Dataset extract -
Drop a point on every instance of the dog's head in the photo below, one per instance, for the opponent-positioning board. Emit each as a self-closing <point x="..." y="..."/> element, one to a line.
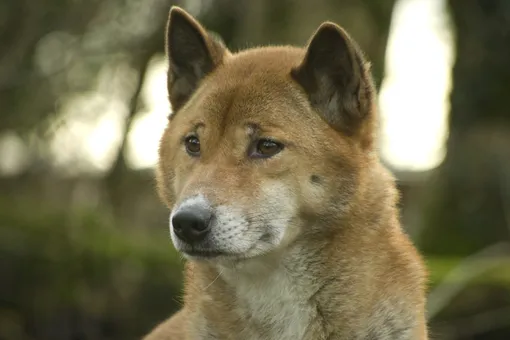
<point x="263" y="145"/>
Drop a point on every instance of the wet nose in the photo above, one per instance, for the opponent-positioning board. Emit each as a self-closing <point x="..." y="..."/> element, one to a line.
<point x="192" y="224"/>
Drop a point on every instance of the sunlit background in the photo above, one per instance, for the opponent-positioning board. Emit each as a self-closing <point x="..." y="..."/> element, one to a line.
<point x="84" y="248"/>
<point x="413" y="101"/>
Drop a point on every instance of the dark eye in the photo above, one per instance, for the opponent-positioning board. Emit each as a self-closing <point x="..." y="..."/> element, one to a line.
<point x="192" y="144"/>
<point x="265" y="148"/>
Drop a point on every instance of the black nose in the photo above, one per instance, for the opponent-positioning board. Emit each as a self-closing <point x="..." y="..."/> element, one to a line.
<point x="192" y="224"/>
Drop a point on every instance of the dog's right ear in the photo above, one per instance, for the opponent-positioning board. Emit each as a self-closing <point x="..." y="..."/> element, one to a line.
<point x="192" y="54"/>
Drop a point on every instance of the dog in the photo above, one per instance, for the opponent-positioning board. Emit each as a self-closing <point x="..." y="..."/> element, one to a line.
<point x="278" y="198"/>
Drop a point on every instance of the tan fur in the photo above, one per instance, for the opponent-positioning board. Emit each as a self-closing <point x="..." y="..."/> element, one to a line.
<point x="342" y="268"/>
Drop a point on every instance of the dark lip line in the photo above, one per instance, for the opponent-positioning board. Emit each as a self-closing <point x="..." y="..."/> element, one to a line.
<point x="205" y="253"/>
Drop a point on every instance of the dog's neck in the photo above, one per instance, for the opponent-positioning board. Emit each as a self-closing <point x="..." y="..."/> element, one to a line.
<point x="272" y="295"/>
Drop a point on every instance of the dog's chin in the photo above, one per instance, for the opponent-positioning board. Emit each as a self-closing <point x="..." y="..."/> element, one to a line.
<point x="221" y="256"/>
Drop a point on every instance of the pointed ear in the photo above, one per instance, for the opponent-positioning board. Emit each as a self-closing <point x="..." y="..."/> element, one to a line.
<point x="336" y="78"/>
<point x="192" y="54"/>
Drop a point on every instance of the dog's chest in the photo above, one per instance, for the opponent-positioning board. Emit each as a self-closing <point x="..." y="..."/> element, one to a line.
<point x="273" y="308"/>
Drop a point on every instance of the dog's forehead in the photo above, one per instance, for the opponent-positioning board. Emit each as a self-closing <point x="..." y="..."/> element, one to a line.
<point x="251" y="87"/>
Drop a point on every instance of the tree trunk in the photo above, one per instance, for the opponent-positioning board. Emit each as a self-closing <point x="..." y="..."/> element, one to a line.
<point x="468" y="206"/>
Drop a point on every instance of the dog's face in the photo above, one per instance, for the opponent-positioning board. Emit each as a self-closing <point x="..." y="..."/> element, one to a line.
<point x="263" y="144"/>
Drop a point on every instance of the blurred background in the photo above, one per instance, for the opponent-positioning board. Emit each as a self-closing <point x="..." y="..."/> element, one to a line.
<point x="84" y="245"/>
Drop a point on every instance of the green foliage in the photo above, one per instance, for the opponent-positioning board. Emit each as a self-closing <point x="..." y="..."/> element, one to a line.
<point x="76" y="276"/>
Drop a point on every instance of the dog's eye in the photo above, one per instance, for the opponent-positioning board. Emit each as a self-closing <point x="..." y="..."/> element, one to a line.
<point x="192" y="144"/>
<point x="265" y="148"/>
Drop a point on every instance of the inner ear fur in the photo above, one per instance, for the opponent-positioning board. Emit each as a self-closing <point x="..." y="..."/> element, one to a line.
<point x="336" y="78"/>
<point x="192" y="54"/>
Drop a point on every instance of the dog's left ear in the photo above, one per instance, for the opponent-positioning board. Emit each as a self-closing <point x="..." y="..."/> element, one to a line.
<point x="336" y="78"/>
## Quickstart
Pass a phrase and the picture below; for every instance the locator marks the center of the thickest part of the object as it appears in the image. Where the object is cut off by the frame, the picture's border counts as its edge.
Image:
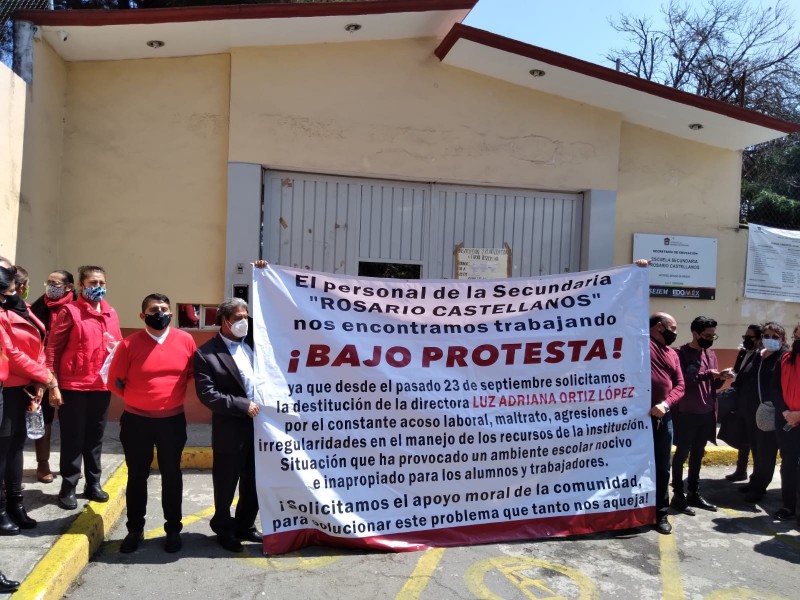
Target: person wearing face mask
(764, 443)
(745, 370)
(6, 585)
(59, 290)
(150, 371)
(787, 426)
(82, 335)
(223, 378)
(666, 390)
(22, 339)
(695, 422)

Aim of the task -
Output the lines from the line with "## Quickstart" through the end of the lines as a JSON list of strings, one string per line and blank lines omitted, and leave the pictures out.

Result for this exercise -
[
  "## Quickstart",
  "Pass a phrase and the picture below; for every instance the locator marks the center of the thickest part of the object as it appears in the image. Where the object is cut off by the frame, the picture's border counts as its edge.",
  "Image:",
  "Target: person wearing face mask",
  "(764, 443)",
  "(745, 370)",
  "(6, 585)",
  "(59, 290)",
  "(150, 371)",
  "(787, 426)",
  "(82, 335)",
  "(223, 378)",
  "(666, 390)",
  "(22, 339)",
  "(695, 422)"
]